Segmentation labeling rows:

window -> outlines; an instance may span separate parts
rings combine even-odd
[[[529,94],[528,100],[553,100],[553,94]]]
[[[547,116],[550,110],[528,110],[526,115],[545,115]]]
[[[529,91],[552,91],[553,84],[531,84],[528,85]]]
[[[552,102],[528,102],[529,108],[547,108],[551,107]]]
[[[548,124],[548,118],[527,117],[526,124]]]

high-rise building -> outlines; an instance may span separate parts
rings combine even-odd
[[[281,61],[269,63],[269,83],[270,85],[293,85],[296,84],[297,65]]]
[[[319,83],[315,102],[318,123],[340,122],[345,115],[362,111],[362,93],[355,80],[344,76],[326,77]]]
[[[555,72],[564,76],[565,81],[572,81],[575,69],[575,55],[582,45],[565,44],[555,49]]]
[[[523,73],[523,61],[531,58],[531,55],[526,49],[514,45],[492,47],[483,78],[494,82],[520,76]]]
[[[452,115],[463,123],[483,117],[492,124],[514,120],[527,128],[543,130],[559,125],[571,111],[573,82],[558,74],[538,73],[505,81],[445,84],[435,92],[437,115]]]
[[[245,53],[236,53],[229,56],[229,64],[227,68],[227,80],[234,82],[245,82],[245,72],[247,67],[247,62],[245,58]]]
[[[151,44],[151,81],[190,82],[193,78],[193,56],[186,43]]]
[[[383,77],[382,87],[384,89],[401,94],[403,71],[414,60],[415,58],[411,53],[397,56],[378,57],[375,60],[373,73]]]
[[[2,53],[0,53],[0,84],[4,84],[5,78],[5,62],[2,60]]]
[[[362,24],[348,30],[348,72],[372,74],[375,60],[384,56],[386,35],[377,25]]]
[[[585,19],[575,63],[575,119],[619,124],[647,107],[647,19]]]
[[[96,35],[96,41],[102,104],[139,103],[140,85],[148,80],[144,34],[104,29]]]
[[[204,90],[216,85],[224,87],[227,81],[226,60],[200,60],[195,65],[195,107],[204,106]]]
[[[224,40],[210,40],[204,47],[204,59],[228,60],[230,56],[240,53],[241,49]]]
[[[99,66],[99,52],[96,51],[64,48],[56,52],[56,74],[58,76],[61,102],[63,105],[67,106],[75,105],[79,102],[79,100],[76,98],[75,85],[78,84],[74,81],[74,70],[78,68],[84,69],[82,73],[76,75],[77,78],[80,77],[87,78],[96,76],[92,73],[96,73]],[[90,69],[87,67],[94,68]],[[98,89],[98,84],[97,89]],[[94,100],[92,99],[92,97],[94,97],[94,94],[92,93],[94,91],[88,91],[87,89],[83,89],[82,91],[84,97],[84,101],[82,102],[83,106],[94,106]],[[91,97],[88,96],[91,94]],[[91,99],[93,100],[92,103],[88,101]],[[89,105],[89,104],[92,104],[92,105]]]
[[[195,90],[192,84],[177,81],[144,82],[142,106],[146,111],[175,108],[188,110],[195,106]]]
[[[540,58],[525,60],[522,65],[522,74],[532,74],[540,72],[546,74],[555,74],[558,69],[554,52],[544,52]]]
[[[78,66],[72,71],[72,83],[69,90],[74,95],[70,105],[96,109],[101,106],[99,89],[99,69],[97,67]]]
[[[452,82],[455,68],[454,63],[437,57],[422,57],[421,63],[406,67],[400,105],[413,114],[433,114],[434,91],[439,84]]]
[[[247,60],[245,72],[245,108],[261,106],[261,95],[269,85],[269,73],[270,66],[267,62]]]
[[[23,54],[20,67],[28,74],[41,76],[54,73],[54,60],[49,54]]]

What the task asks:
List every line from the start of the rows up to and including the line containing "[[[548,124],[548,118],[527,117],[526,124]]]" as a numbered list, leaving out any blank lines.

Expected answer:
1. window -> outlines; an instance may span separate parts
2. rings combine even-odd
3. [[[529,94],[528,100],[553,100],[553,94]]]
4. [[[547,116],[550,110],[528,110],[526,115],[545,115]]]
5. [[[529,91],[552,91],[553,84],[531,84],[528,85]]]
6. [[[552,102],[528,102],[529,108],[547,108],[551,107]]]
7. [[[548,124],[548,118],[527,117],[526,124]]]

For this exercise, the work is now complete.